## Problem details
Quote the data word for word, from the line containing "of the windshield" through the line containing "(1003, 544)", both lines included. Leave the pictures out of your answer.
--- Begin Record list ---
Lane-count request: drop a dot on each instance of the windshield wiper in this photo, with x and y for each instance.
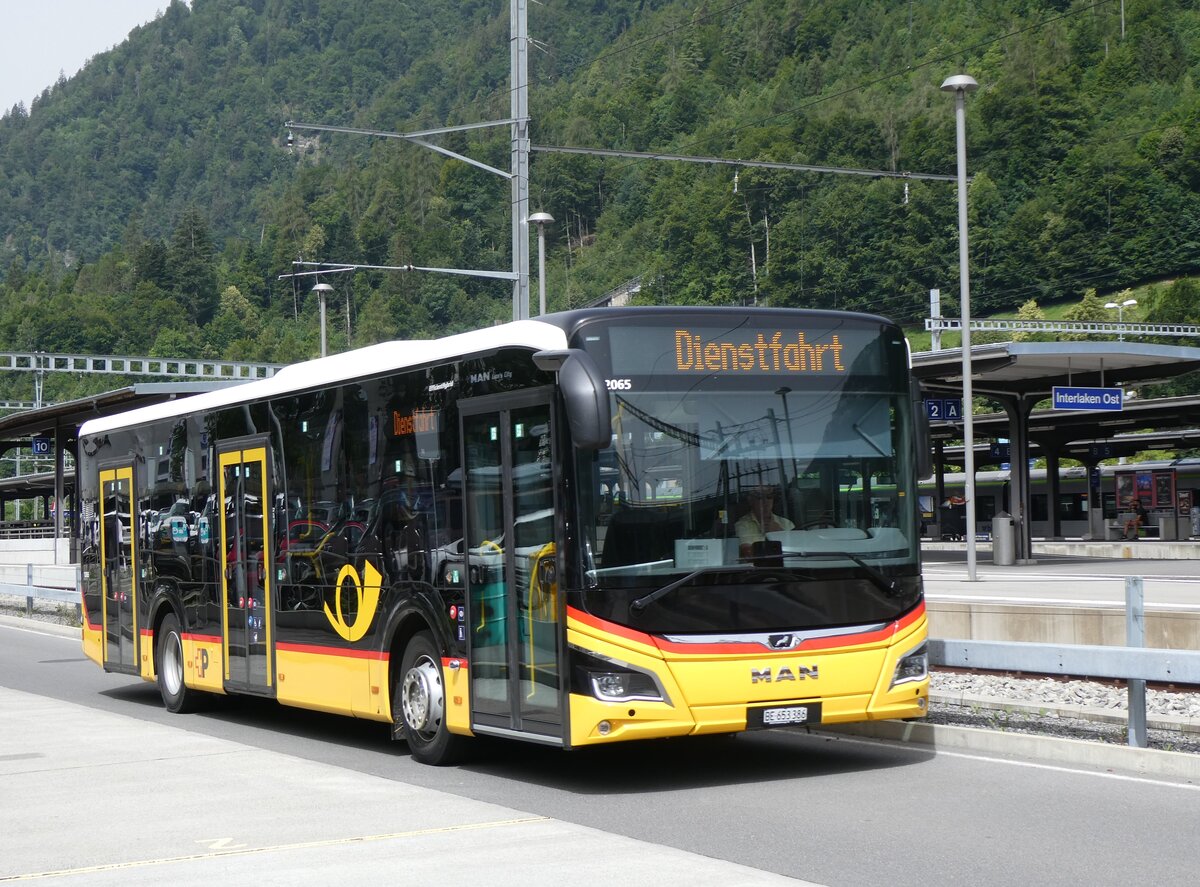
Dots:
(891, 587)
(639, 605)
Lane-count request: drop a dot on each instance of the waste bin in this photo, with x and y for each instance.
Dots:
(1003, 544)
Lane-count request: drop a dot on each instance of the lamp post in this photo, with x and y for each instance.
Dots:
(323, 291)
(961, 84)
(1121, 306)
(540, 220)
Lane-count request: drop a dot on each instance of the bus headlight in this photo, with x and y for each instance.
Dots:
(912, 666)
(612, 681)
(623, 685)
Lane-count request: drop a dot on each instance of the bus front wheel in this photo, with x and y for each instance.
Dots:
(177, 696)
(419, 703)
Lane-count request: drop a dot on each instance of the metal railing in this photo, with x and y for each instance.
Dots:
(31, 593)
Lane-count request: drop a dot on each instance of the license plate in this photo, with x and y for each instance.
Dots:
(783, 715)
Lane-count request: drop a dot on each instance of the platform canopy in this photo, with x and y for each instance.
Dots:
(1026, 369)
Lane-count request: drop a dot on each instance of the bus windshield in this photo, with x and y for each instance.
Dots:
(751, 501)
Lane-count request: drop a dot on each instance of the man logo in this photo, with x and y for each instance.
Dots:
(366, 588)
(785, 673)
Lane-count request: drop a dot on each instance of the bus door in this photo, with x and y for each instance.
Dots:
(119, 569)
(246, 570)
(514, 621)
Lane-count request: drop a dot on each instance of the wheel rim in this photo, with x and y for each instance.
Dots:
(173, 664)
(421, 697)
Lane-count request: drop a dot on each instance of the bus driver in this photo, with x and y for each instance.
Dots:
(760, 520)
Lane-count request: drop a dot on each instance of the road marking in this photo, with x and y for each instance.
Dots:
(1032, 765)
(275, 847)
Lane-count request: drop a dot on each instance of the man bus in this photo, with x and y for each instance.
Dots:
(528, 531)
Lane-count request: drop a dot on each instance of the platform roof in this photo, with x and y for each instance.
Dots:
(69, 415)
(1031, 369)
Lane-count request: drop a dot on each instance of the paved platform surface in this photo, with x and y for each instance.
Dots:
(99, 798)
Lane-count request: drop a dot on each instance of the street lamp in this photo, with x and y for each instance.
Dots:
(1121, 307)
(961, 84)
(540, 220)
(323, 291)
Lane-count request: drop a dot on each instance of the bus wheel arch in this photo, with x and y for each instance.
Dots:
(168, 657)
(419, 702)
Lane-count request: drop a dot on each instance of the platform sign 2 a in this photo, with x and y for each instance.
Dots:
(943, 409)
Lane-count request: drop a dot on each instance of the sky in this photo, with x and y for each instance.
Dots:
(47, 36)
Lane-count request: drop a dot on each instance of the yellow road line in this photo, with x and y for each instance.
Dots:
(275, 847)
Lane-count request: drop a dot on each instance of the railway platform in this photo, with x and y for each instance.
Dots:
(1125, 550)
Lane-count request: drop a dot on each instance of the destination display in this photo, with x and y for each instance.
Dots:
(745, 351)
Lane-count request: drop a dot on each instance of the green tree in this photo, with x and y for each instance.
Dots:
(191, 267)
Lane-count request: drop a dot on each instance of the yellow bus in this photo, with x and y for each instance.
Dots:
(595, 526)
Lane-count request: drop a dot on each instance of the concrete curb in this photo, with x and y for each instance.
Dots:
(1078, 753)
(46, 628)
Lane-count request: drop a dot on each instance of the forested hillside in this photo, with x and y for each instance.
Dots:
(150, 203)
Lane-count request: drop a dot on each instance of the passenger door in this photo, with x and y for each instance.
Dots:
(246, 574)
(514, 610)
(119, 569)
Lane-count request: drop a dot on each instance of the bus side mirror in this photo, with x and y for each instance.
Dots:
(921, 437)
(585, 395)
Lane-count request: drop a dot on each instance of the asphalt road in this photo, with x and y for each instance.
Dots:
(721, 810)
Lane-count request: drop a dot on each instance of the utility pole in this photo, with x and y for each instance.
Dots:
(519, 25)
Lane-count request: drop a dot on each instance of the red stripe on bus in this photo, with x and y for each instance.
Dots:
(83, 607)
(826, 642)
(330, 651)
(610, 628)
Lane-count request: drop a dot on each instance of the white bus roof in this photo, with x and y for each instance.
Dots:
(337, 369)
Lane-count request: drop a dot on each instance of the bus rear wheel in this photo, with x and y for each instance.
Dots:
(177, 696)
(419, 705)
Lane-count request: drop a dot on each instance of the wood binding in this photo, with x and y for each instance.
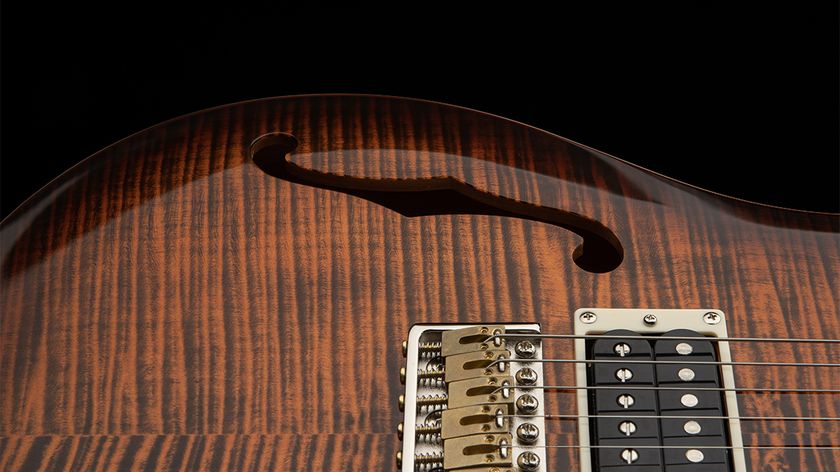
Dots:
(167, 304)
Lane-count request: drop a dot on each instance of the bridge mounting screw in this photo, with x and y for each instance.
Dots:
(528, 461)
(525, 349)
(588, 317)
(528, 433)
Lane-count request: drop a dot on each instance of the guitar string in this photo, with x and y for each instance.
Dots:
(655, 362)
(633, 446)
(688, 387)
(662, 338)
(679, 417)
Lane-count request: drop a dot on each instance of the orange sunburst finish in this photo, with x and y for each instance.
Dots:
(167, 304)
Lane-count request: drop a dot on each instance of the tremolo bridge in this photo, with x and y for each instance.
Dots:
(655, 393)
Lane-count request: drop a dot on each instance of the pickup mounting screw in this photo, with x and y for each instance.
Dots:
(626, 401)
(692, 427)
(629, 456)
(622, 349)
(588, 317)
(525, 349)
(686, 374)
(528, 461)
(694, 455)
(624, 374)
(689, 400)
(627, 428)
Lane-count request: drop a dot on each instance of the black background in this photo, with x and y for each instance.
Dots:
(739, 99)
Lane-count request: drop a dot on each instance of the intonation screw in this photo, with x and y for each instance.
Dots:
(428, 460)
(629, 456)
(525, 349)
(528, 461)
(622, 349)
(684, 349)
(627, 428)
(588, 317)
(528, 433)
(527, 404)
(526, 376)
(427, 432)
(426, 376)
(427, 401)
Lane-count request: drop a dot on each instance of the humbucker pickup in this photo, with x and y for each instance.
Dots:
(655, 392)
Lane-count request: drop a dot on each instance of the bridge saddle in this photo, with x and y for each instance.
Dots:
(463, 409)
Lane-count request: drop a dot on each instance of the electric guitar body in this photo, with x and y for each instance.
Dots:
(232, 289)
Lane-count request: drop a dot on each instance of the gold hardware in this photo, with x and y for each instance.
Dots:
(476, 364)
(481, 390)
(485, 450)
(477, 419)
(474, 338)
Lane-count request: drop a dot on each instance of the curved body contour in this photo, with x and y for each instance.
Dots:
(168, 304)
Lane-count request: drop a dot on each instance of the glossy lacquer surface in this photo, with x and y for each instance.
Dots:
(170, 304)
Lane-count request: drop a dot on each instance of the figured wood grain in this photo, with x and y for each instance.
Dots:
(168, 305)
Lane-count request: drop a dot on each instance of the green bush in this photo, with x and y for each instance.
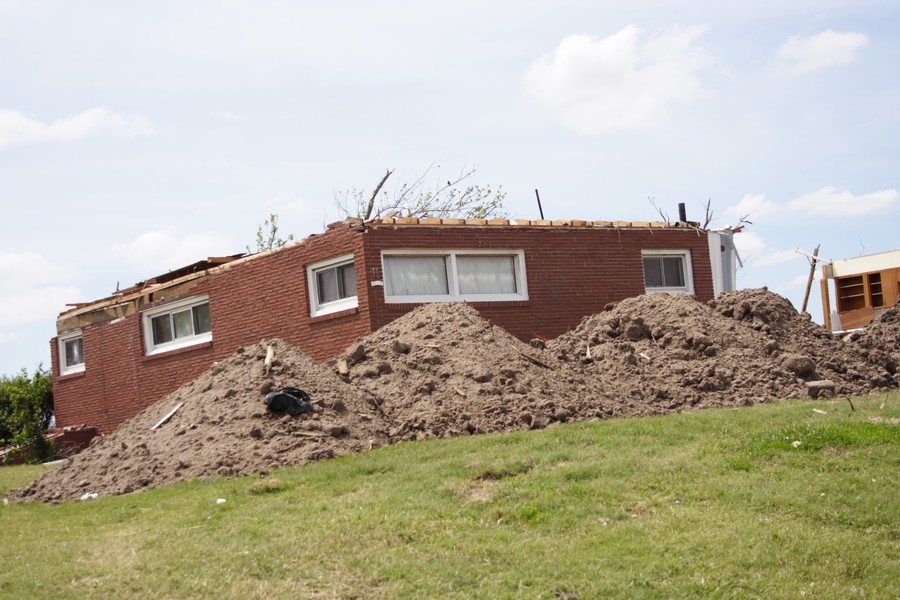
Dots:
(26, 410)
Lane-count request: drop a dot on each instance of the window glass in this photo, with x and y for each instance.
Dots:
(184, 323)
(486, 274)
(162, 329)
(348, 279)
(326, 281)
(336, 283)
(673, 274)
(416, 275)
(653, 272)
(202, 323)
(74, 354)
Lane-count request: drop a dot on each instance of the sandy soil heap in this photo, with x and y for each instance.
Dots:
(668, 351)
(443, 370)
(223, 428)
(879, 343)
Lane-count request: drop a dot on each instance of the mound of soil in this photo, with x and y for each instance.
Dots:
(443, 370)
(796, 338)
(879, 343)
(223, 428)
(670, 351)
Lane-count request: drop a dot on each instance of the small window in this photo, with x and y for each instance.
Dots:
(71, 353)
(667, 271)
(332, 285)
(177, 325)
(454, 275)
--- End Record list ---
--- Begin Record list ---
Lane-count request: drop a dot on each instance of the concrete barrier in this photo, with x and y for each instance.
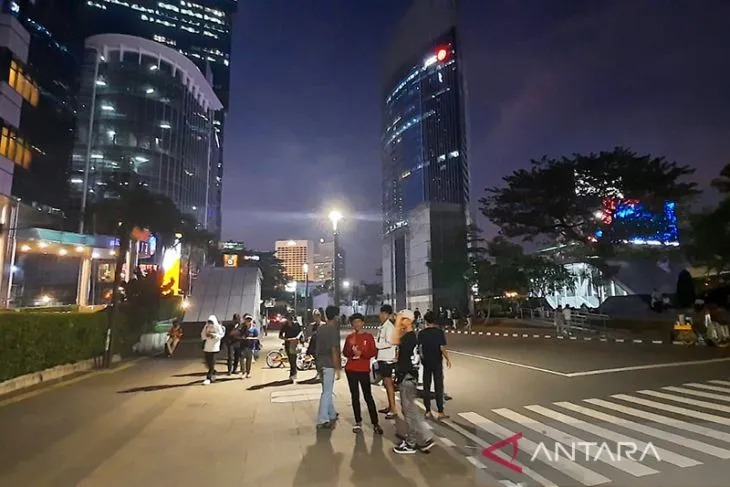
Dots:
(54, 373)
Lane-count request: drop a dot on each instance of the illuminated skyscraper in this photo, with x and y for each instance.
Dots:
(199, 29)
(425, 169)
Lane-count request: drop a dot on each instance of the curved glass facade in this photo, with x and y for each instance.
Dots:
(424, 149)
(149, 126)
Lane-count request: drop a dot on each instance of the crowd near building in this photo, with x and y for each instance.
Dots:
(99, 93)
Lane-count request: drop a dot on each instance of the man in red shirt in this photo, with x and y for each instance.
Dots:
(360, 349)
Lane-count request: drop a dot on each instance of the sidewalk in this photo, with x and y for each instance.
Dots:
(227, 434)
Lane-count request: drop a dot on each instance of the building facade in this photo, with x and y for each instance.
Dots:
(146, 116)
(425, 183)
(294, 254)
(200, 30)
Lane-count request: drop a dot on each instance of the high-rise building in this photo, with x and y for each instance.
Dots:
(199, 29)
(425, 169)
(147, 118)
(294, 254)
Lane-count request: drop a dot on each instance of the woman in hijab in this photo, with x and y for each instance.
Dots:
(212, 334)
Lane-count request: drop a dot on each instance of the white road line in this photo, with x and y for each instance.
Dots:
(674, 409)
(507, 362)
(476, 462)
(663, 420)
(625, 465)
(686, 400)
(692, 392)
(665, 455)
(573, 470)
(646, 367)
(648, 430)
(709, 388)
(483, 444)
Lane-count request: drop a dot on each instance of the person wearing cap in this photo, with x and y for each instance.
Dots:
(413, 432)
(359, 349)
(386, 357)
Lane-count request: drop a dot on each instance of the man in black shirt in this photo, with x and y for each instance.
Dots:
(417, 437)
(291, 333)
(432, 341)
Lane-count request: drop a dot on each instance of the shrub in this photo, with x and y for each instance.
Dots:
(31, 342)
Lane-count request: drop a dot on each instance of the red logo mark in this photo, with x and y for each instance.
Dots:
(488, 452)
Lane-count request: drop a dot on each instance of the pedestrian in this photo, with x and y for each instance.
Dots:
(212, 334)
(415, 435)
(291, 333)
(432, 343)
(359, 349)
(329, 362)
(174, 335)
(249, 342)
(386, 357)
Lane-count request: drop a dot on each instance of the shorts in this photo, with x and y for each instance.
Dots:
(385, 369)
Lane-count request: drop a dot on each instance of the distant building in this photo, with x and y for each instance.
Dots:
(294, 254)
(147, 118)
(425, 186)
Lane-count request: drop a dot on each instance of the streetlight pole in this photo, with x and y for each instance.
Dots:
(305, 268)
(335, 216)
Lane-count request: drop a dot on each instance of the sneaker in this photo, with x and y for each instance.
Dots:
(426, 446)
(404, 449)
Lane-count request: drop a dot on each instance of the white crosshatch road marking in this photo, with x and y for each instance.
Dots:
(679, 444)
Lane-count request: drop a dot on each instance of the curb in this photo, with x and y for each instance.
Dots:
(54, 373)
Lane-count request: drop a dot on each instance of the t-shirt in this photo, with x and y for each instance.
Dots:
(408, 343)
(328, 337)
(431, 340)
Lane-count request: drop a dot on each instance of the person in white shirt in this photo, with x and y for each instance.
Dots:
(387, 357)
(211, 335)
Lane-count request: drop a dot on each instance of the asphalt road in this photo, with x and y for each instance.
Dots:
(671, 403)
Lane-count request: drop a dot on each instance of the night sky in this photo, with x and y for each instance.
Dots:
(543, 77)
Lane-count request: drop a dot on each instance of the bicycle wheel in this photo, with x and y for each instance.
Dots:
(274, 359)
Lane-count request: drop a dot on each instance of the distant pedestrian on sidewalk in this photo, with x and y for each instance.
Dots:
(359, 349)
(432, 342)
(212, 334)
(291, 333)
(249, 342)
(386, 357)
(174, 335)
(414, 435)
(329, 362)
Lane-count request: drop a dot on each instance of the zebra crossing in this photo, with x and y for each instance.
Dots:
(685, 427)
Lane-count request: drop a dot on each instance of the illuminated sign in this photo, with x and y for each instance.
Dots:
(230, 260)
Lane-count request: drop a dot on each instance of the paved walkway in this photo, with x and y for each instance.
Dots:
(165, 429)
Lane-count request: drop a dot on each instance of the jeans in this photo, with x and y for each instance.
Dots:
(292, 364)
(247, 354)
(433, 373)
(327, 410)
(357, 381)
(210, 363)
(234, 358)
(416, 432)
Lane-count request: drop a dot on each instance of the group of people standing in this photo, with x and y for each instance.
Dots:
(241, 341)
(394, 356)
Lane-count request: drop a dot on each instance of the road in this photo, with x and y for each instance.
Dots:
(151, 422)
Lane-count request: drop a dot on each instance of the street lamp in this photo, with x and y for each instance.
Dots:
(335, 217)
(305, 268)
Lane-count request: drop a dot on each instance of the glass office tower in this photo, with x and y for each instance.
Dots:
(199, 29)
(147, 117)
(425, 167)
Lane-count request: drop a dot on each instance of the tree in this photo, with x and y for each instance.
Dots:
--- End Record list ---
## Written solution
Lane-count request: drop a dot on each instance of the windshield wiper in this photo, with x and y for each instance.
Dots:
(891, 587)
(639, 605)
Lane-count request: drop a dot on each instance of the waste bin in this photo, with x and y for each instance.
Dots:
(1003, 544)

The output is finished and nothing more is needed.